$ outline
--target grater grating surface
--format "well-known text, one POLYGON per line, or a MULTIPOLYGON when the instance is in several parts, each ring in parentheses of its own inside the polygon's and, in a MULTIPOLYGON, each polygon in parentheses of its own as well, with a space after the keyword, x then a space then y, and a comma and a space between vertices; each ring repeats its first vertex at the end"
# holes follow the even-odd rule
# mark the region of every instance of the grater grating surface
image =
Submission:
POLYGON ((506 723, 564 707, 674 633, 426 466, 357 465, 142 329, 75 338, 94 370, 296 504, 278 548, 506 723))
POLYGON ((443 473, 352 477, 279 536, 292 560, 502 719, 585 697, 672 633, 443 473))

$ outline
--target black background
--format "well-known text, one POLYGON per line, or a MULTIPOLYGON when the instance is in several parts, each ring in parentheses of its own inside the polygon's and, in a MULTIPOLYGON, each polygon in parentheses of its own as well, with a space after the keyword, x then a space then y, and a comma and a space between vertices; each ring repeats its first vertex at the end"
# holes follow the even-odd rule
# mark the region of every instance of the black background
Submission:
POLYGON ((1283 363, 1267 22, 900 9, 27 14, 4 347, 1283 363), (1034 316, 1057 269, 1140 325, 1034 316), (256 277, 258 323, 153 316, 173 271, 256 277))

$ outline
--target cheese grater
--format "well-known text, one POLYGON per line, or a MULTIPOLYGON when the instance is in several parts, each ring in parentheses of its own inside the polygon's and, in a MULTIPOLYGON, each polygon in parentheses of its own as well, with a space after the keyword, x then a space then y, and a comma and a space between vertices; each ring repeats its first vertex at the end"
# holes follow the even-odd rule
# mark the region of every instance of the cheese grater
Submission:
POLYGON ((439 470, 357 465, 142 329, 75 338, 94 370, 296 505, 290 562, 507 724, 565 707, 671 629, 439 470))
◆ ◆ ◆
- Given problem -
Pick out each line of the entries above that contains the word "every".

- Correct answer -
# mark the region of every instance of the grater grating surface
# mark the region of every instance of the black background
# mark the region of every instance of the cheese grater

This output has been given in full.